[Your assignment]: Below is some data. Retype exactly the lines starting at the one with "Report one point per instance of the person" and ending at the one with "Report one point per instance of the yellow".

[Task material]:
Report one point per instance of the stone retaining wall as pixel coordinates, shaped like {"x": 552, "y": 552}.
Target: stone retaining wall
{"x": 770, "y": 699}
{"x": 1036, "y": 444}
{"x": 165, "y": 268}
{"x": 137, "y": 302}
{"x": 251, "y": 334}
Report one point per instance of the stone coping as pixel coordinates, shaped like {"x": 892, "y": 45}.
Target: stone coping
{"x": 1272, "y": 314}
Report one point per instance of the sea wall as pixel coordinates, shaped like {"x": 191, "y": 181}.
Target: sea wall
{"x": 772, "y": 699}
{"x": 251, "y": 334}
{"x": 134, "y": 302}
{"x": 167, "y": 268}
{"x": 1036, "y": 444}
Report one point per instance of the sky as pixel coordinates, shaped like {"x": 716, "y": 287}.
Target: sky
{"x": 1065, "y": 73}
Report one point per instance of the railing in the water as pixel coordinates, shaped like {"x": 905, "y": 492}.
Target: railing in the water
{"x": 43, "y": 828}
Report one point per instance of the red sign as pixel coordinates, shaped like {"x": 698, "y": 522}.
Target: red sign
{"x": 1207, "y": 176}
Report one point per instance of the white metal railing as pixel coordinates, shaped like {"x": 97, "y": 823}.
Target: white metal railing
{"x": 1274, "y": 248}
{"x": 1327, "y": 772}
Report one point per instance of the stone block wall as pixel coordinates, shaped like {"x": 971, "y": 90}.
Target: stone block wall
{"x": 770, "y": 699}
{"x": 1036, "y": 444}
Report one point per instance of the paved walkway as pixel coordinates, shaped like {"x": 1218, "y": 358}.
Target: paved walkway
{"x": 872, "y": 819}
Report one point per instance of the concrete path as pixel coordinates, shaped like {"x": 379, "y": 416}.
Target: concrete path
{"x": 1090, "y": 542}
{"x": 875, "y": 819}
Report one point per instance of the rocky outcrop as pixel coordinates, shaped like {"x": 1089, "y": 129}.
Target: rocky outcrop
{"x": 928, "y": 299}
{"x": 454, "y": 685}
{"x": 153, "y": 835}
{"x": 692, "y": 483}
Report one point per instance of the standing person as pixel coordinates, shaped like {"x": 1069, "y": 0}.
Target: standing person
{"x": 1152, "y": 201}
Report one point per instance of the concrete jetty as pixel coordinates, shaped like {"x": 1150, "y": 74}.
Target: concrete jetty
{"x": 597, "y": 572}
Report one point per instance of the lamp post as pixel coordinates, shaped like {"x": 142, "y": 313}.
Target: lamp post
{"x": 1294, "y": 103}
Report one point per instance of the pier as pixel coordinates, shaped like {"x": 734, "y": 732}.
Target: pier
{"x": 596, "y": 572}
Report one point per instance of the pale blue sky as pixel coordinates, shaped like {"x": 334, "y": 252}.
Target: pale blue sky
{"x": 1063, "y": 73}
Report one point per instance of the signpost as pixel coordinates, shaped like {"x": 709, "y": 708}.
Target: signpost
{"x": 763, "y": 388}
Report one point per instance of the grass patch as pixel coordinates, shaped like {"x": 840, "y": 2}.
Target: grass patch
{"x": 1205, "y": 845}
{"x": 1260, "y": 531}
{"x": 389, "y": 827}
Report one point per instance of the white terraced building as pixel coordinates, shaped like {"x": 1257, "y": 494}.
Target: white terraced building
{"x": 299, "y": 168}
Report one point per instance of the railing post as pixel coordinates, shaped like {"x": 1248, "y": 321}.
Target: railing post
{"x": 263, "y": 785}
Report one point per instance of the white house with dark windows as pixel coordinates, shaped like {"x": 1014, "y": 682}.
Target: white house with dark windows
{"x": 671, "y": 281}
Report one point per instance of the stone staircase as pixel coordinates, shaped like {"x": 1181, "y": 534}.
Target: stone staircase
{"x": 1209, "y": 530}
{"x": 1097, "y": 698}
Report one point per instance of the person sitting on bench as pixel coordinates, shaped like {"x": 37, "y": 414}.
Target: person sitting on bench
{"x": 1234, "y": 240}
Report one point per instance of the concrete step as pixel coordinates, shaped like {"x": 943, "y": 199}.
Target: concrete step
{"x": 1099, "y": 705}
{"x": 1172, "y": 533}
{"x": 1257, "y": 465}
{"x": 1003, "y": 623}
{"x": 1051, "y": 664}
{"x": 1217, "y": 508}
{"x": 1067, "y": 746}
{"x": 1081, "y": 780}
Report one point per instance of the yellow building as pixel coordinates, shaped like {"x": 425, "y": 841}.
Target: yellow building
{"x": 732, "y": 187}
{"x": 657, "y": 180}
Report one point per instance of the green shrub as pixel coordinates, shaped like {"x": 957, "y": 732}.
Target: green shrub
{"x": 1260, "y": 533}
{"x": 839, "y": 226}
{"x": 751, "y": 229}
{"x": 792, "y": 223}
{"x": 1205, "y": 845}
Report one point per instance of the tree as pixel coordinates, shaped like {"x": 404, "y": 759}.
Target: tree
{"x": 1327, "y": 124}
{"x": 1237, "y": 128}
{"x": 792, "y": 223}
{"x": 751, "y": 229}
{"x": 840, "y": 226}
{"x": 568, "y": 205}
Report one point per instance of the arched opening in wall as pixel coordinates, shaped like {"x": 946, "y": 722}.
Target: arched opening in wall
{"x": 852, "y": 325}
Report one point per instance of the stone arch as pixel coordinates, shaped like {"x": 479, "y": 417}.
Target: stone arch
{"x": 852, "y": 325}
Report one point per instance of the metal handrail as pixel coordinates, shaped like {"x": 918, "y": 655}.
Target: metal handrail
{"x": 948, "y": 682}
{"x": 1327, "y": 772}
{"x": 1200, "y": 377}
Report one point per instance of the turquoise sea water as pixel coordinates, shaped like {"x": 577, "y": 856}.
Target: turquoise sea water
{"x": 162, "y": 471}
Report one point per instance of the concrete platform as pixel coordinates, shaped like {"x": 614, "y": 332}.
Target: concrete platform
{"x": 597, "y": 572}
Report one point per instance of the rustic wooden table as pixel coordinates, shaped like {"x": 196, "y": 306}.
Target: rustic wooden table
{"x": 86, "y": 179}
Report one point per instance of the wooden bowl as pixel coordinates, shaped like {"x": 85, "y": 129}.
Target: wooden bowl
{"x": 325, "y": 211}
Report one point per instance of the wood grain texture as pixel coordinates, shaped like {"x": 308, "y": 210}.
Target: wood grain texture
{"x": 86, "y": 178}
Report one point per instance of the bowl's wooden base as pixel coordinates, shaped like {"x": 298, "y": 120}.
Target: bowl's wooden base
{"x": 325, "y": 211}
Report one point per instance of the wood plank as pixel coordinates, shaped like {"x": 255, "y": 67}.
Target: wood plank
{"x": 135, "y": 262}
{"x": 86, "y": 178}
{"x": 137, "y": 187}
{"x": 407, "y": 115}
* * *
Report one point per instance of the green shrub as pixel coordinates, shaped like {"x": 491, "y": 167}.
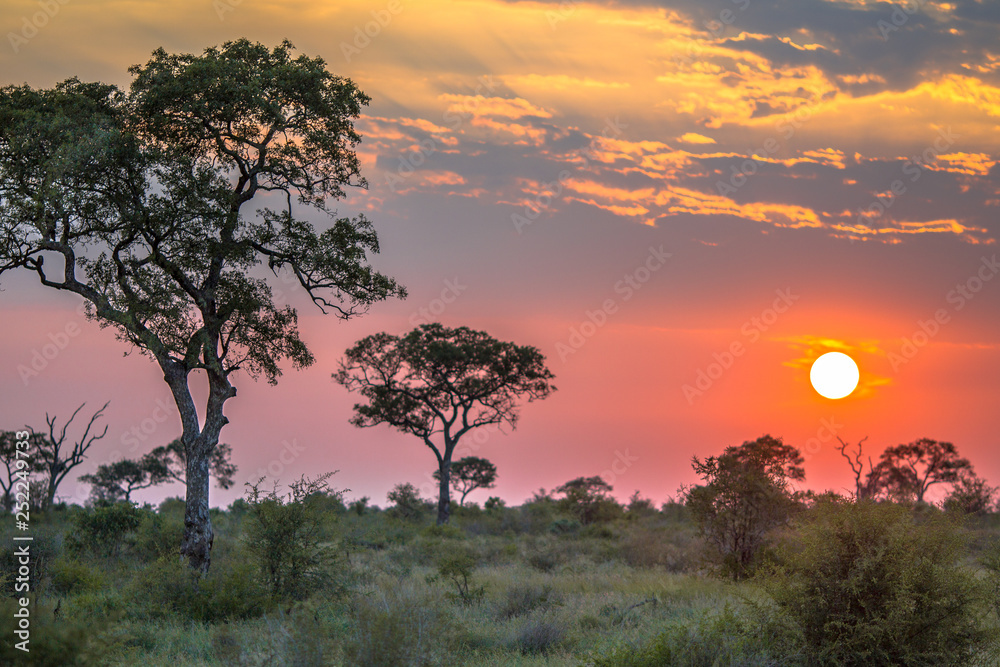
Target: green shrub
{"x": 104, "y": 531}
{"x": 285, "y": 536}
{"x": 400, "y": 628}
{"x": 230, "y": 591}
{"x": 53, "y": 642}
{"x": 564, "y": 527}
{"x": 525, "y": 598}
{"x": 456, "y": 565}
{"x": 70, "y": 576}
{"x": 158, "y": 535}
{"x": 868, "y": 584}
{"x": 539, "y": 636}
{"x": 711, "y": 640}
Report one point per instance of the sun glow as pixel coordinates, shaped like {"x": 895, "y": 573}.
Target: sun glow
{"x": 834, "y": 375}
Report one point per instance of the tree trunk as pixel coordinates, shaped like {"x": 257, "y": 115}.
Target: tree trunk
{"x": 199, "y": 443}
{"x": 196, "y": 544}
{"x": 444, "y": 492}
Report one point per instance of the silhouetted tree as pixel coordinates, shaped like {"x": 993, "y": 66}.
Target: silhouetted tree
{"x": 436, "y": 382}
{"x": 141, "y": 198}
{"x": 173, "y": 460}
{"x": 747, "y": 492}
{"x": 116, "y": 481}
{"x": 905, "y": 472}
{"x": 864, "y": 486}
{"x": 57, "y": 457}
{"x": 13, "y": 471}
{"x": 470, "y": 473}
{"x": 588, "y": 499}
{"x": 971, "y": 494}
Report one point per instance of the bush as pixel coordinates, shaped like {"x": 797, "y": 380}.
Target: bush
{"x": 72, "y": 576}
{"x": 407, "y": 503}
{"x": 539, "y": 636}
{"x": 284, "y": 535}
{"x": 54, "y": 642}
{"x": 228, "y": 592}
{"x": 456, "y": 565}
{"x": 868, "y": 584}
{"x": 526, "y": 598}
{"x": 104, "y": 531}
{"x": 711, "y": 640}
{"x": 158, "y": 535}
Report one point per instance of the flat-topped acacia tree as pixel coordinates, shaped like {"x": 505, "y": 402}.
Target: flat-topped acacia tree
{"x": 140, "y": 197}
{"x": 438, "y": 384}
---
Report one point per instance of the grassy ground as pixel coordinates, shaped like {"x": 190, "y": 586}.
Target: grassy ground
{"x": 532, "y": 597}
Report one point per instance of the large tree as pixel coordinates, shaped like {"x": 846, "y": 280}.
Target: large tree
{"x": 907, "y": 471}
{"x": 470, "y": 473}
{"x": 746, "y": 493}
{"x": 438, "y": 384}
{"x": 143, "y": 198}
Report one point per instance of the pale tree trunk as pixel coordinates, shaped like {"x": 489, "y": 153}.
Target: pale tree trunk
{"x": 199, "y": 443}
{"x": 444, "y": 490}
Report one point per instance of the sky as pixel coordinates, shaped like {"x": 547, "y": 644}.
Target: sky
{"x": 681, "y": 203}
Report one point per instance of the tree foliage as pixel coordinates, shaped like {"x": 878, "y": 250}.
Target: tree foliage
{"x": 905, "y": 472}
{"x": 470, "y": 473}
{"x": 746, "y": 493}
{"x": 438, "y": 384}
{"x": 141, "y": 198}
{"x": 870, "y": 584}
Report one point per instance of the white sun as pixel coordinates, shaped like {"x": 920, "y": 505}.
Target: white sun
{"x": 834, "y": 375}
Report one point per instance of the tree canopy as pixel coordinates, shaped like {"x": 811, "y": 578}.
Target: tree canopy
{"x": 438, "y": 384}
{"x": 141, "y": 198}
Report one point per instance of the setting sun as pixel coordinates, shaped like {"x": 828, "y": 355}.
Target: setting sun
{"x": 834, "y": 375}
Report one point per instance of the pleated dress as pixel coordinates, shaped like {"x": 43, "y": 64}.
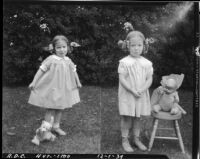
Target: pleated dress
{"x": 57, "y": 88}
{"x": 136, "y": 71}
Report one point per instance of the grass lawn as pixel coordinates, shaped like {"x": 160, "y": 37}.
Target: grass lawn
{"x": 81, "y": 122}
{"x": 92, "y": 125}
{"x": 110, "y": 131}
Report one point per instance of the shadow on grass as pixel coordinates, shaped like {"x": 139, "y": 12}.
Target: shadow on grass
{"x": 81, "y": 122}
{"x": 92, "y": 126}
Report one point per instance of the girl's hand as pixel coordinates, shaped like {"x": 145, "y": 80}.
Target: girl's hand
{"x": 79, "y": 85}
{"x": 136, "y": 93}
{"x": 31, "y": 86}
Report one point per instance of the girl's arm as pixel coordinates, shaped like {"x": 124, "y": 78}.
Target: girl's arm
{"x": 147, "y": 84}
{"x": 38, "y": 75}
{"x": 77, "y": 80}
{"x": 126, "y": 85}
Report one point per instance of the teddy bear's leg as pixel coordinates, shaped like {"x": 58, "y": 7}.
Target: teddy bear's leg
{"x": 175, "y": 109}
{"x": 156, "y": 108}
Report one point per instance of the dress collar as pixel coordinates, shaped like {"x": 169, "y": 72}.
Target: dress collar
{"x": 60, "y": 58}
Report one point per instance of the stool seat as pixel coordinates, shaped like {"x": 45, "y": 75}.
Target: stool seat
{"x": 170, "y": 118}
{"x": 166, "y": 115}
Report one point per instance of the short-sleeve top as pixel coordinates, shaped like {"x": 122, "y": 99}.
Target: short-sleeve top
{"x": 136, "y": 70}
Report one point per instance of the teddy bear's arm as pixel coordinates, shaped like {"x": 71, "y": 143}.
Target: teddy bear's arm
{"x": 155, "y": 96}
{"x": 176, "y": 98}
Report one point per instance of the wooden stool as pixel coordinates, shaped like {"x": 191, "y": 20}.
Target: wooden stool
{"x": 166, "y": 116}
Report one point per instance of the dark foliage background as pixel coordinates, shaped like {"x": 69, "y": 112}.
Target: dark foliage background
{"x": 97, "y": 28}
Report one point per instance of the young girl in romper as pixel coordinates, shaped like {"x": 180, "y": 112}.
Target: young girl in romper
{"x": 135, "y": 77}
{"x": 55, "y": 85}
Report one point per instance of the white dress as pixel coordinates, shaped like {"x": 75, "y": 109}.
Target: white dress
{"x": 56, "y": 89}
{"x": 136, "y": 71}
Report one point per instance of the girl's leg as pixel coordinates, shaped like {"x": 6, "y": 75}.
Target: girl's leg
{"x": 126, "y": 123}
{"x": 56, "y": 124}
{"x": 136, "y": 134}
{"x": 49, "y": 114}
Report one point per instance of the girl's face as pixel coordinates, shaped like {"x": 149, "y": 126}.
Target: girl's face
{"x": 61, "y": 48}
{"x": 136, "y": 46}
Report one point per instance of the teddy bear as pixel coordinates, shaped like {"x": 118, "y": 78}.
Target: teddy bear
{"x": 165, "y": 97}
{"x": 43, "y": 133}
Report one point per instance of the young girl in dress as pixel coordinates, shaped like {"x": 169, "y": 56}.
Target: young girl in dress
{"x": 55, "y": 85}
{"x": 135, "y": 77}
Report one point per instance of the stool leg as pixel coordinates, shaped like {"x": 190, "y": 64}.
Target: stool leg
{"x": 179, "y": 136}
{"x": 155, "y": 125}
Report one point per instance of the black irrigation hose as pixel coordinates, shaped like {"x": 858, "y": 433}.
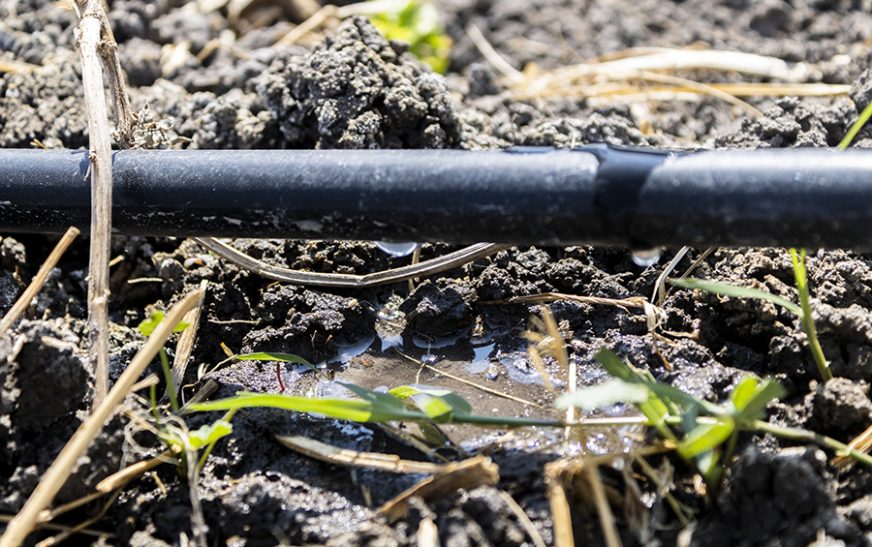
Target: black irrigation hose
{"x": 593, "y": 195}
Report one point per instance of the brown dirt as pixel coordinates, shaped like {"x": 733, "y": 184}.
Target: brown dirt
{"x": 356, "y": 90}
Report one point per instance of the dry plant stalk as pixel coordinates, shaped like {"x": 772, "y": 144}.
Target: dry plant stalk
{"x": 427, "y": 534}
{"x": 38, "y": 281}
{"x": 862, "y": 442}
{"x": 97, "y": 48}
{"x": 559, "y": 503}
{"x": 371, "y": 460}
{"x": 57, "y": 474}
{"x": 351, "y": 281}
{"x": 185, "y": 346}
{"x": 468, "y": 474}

[Problem solution]:
Report one point per instance of the person sitting on bench as pixel coordinates, shaped like {"x": 37, "y": 414}.
Target: person sitting on bench
{"x": 1234, "y": 240}
Report one point per instance of the concrete step as pixel coordinates, shaped like {"x": 943, "y": 199}.
Target: concrete step
{"x": 1099, "y": 705}
{"x": 1172, "y": 533}
{"x": 1257, "y": 465}
{"x": 1003, "y": 623}
{"x": 1051, "y": 664}
{"x": 1217, "y": 508}
{"x": 1067, "y": 746}
{"x": 1081, "y": 780}
Report one point per instance of the yellow building as pixel coordinates, shaped like {"x": 425, "y": 841}.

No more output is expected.